### Task brief
Copy the records below exactly. Include all of them.
-=-=-=-=-
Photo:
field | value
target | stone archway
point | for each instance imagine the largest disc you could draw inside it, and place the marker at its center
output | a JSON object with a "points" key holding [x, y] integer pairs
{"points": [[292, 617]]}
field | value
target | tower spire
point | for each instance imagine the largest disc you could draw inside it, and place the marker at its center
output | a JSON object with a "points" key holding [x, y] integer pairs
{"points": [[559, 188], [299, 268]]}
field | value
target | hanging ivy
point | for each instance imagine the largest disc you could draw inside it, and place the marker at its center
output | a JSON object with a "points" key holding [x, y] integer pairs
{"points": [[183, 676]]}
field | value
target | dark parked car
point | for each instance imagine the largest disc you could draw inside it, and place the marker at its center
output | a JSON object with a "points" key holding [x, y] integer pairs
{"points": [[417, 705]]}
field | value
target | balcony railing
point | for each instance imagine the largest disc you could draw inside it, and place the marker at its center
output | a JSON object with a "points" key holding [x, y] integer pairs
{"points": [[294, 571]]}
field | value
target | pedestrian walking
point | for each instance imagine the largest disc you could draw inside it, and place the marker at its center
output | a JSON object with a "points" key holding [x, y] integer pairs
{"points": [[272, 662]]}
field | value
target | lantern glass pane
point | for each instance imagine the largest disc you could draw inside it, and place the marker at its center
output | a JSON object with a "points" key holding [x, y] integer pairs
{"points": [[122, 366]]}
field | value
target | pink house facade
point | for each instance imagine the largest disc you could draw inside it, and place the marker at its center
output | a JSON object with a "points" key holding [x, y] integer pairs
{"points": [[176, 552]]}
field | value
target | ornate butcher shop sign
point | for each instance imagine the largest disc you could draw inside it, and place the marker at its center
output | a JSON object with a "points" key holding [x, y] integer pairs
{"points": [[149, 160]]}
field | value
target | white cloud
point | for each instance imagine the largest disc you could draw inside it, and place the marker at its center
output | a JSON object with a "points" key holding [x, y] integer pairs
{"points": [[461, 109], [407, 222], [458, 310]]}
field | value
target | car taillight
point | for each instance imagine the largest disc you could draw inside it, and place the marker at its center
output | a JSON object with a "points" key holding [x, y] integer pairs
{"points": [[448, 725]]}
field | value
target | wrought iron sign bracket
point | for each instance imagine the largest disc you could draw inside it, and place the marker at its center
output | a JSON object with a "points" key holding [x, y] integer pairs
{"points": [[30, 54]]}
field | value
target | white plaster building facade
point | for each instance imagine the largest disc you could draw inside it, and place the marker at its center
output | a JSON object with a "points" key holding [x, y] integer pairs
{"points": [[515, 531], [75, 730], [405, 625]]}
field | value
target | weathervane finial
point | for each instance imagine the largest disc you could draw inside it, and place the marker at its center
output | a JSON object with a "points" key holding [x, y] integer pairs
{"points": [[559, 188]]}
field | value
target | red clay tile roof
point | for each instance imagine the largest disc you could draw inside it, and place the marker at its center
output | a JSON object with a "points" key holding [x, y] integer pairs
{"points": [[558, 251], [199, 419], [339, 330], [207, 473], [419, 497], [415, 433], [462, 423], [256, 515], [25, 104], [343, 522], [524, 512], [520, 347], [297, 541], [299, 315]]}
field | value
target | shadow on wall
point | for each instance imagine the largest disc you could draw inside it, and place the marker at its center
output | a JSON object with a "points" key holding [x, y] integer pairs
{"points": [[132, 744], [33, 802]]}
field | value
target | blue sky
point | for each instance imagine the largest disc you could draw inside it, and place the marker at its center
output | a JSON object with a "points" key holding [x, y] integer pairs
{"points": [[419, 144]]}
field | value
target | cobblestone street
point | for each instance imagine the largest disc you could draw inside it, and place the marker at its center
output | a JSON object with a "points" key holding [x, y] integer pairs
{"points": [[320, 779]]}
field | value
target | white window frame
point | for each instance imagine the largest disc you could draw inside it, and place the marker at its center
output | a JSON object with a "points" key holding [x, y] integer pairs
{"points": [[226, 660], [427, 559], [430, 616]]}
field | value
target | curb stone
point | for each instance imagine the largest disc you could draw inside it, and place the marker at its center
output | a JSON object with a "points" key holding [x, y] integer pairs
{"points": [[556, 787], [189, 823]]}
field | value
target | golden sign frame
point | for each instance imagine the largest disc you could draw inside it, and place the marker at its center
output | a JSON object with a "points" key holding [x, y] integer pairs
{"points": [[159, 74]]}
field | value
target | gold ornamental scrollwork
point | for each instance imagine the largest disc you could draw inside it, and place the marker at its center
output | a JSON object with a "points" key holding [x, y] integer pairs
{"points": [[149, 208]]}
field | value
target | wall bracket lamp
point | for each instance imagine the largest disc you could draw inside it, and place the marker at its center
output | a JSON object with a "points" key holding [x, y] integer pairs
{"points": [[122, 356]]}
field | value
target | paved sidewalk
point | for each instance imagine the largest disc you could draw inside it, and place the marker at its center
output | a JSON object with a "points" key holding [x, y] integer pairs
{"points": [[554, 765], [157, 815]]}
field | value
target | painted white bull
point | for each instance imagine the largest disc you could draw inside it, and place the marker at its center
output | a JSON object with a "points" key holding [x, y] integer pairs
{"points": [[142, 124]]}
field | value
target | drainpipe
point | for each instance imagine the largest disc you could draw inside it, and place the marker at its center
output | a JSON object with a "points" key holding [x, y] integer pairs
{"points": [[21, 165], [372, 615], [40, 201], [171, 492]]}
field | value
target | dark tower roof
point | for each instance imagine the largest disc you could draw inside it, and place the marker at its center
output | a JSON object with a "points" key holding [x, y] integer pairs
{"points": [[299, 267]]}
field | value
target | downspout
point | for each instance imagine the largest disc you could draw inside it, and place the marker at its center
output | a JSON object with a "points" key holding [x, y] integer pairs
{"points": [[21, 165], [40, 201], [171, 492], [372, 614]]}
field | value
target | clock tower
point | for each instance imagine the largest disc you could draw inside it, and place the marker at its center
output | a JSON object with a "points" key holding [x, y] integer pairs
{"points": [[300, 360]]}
-=-=-=-=-
### Answer box
Photo:
field | value
target | stone archway
point | for each instance imagine the largest disc you could draw inside it, and place the marker at its center
output | a JSON object with a "points" key holding [x, y] integer pairs
{"points": [[292, 617]]}
field | value
target | tower spire
point | for each instance imagine the largest disc you could draw inside it, and place the marker at its center
output | a JSON object with a "points" key holding [x, y] integer pairs
{"points": [[559, 188], [299, 268]]}
field | value
target | hanging ivy
point | for each instance imagine the largest disc you could draw inside it, and place the marker at its center
output | a JSON object with a "points" key holding [x, y] integer pairs
{"points": [[183, 676]]}
field | value
target | dark parked car
point | for each instance imagine the largest disc you could draw inside it, and place the marker at its center
output | a JSON object with a "points" key holding [x, y] integer pairs
{"points": [[417, 705]]}
field | value
target | balcony railing
point | for each instance imagine the largest disc you could draw inside it, and place the marker at its center
output | a JSON object with a "points" key holding [x, y] integer pairs
{"points": [[294, 571]]}
field | value
target | pedestrian walking
point | for each instance imagine the largest disc you could draw inside it, and place the marker at its center
output | a JSON object with a "points" key holding [x, y] integer pairs
{"points": [[272, 662]]}
field | value
target | lantern glass pane
point | for each instance imagine the largest disc you could draw inside it, and place the marker at its center
output | a JSON object with a "points" key holding [x, y] integer pairs
{"points": [[122, 366]]}
field | value
target | pink house facade
point | for each instance imagine the largest disc you could draw inside it, and place the marker at its center
output | a JSON object with a "points" key holding [x, y] integer pairs
{"points": [[176, 552]]}
field | value
target | ornate butcher shop sign
point | for each instance imagine the largest disc you could draw inside it, and place the marker at its center
output | a JSON object with a "points" key holding [x, y] integer pairs
{"points": [[149, 160]]}
field | value
target | white cloud
point | for each instance imagine the largest disc you could draw inside it, and place the marker at its center
output | a JSON object with a "points" key holding [x, y] integer pairs
{"points": [[461, 109], [407, 222], [458, 310]]}
field | value
target | car taillight
point | for each instance imagine the largest disc you could draw inside it, and place the marker at its center
output | a JSON object with a "points" key holding [x, y] integer pairs
{"points": [[448, 725]]}
field | value
target | wrought iron sign bracket
point | for each instance imagine the largest disc you could draw inside it, and place the marker at its center
output | a JSON object with a "points" key holding [x, y] integer pairs
{"points": [[30, 54]]}
field | value
target | white plaster building facade
point | for each instance imagine the largest disc you could draw inside it, and place the marker at its center
output | a JSON object with a "points" key holding [x, y] integer pairs
{"points": [[515, 531], [75, 730], [405, 625]]}
field | value
target | weathervane finial
point | for each instance imagine the largest disc you could draw inside it, and place the marker at its center
output | a JSON object with a "points" key holding [x, y] integer pairs
{"points": [[559, 188]]}
field | value
target | red clay tile roof
point | for each instance imagine the largest disc you could draw inside it, and place the marker at its center
output | a JSON object with a "points" key holding [x, y] integer pairs
{"points": [[558, 251], [199, 419], [339, 330], [207, 473], [419, 497], [415, 433], [462, 423], [256, 515], [25, 104], [343, 522], [524, 512], [520, 347], [297, 541], [299, 315]]}
field | value
target | shadow on wall
point | for each instance imagine the largest disc you could draw inside it, and place the marker at its center
output | a JSON object with a "points" key holding [x, y] integer pairs
{"points": [[132, 744], [33, 802]]}
field | value
target | blue sky
point | for each instance imagine the largest disc you could draw inside it, and place the marker at its center
output | a JSON object with a "points" key holding [x, y] integer pairs
{"points": [[419, 144]]}
field | value
target | cobblestone street
point | for each instance imagine the largest disc you could draw inside it, and place the marker at its center
output | a JSON object with a "points" key holding [x, y] integer pairs
{"points": [[320, 779]]}
field | value
target | white window frame
point | for each instance imagine the largest disc you could draw inside it, and place the marker at its center
output | a JSON object with a "points" key holding [x, y] integer pairs
{"points": [[226, 660], [427, 559], [430, 616]]}
field | value
target | curb stone
point | for each instance imagine the largest disc you could draw inside it, and place the marker at its center
output | a JSON object with a "points" key holding [x, y] integer pairs
{"points": [[556, 787], [189, 823]]}
field | value
target | golden sign frame
point | for each instance imagine the largest disc you could draw inside it, and place the marker at its center
output | a JSON object with a "points" key holding [x, y] integer pairs
{"points": [[159, 74]]}
field | value
target | gold ornamental scrollwork
point | for each instance imagine the largest disc you could draw inside it, and place the marker at its center
output | a JSON object with a "points" key holding [x, y] integer pairs
{"points": [[149, 208]]}
field | value
target | wall bracket lamp
point | for each instance imagine the largest disc you could draw inside it, and place the marker at its center
output | a JSON object with a "points" key holding [x, y] integer pairs
{"points": [[122, 356]]}
field | value
target | paved sidewalk
point | for each instance imagine the largest disc you could draw inside it, and place the marker at its center
output | a JSON object with a "points" key holding [x, y] integer pairs
{"points": [[554, 765], [157, 815]]}
field | value
target | painted white bull
point | for each instance imagine the largest disc you could draw inside it, and place the marker at its center
output | a JSON object with a "points" key holding [x, y] integer pairs
{"points": [[142, 124]]}
field | value
target | drainpipe
point | for each instance imagine the largest disc you could draw inside it, and place the marker at its center
output | a JSON object with a "points" key holding [x, y] integer pairs
{"points": [[21, 165], [372, 615], [40, 201], [171, 492]]}
field | value
target | dark tower roof
point | for each instance imagine the largest disc you could draw inside it, and place the marker at its center
output | a JSON object with a "points" key holding [x, y] integer pairs
{"points": [[299, 267]]}
field | value
target | downspout
point | for each instance imagine the largest disc you could draw inside it, and place the marker at its center
output | a JSON object with a "points" key holding [x, y] integer pairs
{"points": [[21, 165], [40, 201], [171, 492], [372, 614]]}
field | value
target | clock tower
point | for each instance imagine the largest disc you could draw inside it, and place the marker at its center
output | a JSON object with a "points" key holding [x, y] integer pairs
{"points": [[300, 360]]}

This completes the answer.